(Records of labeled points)
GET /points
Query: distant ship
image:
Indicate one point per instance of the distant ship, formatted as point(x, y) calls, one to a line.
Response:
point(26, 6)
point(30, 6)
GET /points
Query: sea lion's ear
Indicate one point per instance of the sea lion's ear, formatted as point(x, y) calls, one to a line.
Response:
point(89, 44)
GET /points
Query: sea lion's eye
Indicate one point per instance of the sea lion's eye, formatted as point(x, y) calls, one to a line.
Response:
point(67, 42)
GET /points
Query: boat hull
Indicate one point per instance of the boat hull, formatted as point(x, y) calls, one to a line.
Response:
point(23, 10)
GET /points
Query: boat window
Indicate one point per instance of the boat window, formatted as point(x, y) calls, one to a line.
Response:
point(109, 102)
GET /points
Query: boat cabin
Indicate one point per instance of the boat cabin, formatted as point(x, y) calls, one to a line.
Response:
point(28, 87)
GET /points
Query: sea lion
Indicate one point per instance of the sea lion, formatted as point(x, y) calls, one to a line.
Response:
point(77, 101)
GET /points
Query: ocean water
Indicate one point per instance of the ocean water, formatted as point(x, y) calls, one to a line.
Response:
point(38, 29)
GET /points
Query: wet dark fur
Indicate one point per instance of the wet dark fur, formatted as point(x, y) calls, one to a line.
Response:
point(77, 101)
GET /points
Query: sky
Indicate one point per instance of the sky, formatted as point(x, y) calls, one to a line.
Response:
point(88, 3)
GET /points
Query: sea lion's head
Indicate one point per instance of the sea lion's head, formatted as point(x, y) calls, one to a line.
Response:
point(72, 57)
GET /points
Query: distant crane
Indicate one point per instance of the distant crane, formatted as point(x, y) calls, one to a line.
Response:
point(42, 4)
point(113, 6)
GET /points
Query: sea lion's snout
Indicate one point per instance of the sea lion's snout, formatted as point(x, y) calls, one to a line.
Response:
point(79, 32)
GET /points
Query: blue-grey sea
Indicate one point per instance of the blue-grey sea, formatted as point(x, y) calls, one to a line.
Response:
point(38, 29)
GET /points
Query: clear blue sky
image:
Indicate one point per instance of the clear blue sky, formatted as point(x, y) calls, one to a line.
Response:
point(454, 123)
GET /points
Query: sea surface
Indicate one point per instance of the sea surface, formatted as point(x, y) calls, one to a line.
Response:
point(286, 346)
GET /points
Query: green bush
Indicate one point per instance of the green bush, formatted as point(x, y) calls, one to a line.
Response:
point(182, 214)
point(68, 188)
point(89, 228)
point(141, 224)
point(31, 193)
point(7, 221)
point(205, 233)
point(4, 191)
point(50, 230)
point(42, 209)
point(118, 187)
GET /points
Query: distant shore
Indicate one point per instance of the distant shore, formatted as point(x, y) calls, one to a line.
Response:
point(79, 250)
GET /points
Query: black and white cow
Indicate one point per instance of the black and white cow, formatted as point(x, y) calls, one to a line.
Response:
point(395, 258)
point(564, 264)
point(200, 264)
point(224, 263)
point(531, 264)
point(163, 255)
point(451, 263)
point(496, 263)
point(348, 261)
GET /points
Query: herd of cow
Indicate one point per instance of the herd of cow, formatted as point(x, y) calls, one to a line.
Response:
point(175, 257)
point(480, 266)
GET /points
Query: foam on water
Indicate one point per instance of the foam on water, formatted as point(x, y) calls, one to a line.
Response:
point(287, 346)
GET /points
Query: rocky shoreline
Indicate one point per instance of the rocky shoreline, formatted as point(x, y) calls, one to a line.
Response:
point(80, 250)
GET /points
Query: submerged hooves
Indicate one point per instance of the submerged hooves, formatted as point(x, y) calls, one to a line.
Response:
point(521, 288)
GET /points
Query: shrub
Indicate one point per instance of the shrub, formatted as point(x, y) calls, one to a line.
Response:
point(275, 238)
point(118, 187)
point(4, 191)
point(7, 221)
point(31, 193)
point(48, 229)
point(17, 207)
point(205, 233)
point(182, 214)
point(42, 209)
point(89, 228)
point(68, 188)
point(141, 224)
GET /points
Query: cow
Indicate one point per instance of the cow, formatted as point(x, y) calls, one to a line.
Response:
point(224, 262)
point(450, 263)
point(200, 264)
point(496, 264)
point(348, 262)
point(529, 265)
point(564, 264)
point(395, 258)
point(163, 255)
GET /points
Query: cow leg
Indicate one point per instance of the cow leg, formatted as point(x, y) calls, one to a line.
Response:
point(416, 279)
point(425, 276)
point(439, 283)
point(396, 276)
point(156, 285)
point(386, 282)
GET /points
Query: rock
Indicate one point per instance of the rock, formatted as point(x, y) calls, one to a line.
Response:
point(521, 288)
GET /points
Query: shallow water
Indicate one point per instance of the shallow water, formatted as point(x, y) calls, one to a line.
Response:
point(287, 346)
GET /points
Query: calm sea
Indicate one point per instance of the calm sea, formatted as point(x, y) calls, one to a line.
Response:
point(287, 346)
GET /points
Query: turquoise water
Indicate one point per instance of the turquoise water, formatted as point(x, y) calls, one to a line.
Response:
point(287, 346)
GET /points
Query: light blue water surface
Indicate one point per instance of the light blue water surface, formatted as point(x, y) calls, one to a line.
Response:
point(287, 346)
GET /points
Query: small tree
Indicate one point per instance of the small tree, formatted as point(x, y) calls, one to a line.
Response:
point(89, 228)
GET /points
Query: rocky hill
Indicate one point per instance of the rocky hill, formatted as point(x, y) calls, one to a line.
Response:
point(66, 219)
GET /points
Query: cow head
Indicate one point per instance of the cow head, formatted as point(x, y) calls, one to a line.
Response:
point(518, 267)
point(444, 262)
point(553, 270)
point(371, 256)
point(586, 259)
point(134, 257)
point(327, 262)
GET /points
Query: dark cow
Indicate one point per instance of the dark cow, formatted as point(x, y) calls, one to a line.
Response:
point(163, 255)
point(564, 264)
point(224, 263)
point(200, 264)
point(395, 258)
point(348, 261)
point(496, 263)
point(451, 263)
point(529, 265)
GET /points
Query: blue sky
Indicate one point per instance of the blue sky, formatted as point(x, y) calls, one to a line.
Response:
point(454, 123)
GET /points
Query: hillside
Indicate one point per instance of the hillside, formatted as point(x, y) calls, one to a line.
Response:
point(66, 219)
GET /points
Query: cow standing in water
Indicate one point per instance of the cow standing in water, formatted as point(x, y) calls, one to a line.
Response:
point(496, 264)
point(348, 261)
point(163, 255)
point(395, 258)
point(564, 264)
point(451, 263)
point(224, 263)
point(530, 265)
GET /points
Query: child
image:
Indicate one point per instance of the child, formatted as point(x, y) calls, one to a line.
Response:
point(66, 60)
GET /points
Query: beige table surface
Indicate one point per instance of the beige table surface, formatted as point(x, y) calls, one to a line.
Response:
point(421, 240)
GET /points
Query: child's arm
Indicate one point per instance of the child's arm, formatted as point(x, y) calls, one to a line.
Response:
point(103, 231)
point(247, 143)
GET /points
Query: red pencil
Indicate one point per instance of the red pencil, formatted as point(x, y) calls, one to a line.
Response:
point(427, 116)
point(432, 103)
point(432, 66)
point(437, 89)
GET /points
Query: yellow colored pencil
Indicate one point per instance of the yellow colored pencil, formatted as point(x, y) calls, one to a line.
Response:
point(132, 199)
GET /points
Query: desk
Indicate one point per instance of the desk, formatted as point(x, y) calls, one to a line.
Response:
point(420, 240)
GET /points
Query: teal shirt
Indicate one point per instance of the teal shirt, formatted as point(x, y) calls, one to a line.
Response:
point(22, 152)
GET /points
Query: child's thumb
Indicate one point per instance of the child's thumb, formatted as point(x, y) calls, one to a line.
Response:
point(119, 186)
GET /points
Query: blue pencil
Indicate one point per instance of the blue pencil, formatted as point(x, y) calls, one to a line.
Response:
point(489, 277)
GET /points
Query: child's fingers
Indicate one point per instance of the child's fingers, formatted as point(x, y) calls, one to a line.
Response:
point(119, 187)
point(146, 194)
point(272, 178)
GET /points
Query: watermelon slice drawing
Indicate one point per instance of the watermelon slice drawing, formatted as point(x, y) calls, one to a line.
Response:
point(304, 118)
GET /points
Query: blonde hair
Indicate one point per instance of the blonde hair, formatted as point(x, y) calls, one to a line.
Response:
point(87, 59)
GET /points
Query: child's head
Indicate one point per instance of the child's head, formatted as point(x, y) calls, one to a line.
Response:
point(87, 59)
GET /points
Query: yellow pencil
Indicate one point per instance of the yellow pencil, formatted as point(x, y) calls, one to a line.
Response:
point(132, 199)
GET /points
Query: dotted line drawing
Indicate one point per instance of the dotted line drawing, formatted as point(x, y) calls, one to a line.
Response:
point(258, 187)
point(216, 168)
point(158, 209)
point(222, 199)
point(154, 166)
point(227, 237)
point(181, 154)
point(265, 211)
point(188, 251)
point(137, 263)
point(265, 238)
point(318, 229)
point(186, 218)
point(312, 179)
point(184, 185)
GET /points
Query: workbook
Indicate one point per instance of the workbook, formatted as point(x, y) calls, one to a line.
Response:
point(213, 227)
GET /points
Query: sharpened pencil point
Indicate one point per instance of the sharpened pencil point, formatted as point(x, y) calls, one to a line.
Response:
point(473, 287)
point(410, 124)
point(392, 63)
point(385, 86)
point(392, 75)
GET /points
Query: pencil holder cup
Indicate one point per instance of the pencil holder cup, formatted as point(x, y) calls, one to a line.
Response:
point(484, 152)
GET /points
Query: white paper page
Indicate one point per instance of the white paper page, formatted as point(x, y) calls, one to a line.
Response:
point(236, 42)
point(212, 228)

**REQUIREMENTS**
Pull out every line of the items that contains the string "teal", and copy each one as it appears.

**SOLVED PROBLEM**
Query: teal shirt
Indicate one point per instance of the teal shirt, formatted as point(x, y) calls, one to a line.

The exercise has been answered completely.